# Stored data
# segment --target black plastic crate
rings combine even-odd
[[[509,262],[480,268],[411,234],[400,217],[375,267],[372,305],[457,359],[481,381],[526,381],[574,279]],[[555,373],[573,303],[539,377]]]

...

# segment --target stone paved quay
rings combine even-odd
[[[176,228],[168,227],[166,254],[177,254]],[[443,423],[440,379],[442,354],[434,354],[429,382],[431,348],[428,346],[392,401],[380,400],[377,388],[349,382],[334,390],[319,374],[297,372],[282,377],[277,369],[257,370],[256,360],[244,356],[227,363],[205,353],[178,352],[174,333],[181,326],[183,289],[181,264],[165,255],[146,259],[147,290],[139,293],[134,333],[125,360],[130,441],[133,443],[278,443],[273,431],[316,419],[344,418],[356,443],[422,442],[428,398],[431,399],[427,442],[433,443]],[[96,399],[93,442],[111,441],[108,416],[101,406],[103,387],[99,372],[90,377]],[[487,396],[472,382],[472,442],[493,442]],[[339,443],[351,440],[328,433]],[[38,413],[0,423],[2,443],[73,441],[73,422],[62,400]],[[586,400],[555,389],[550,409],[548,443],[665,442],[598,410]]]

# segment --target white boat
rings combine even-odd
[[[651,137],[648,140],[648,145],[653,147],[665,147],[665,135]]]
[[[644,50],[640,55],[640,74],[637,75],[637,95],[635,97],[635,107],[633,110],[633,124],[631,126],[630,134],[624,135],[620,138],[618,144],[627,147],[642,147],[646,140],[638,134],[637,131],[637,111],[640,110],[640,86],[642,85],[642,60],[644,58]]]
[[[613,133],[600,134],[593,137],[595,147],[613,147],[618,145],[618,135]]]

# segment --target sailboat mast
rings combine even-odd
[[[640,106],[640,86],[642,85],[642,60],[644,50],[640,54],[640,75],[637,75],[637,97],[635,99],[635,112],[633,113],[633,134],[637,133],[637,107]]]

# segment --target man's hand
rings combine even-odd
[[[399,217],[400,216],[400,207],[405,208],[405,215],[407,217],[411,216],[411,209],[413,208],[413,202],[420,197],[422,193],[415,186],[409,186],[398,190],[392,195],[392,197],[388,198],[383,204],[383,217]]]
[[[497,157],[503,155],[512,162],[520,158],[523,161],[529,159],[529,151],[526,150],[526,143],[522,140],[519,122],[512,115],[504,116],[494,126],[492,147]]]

...

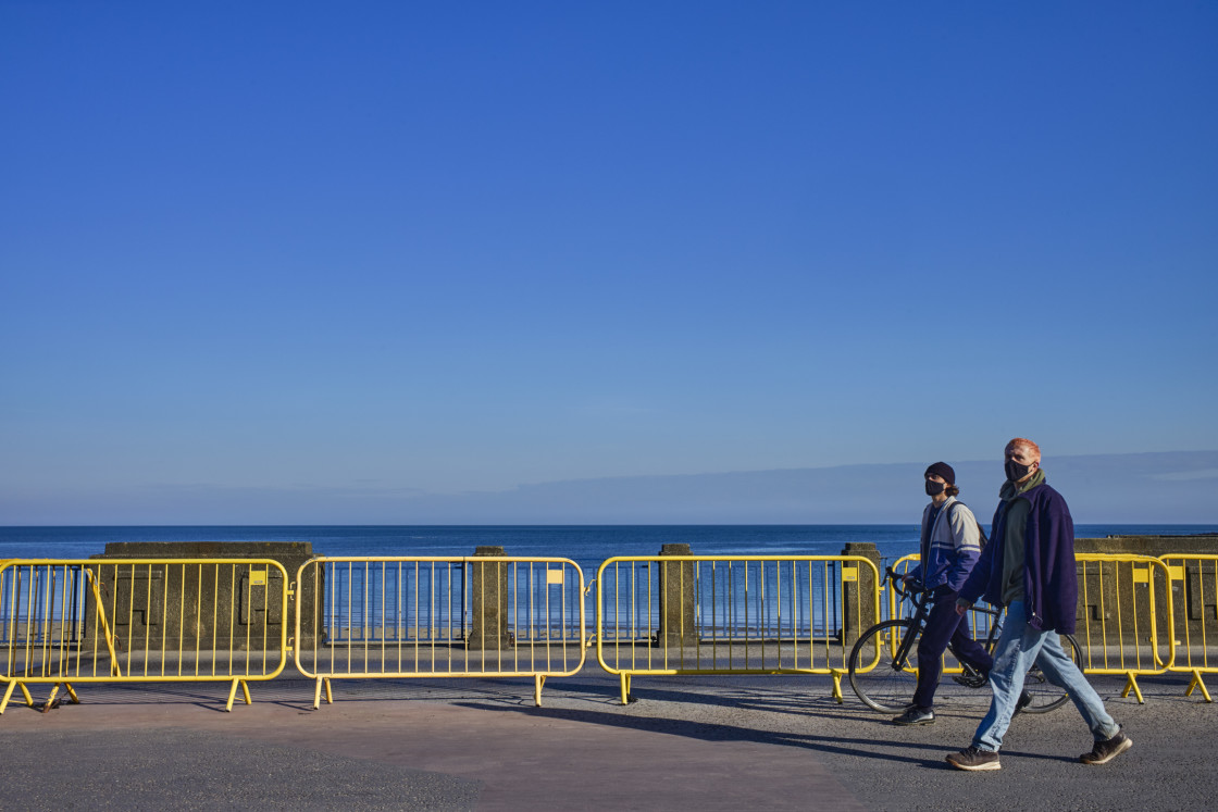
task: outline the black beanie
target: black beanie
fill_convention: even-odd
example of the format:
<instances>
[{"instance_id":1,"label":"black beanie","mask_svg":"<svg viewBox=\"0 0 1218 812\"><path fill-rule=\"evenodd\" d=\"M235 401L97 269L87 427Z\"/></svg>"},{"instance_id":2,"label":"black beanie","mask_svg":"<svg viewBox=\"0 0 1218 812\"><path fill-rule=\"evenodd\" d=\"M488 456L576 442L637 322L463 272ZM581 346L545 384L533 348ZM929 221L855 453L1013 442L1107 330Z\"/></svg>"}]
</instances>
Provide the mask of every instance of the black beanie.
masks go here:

# Request
Return each line of the material above that contains the word "target". Treat uppercase and lowercase letters as different.

# Complete response
# segment --target black plastic crate
# segment --target stone paved quay
# segment --target white boat
# segment --target sailboat mast
# segment --target man's hand
target: black beanie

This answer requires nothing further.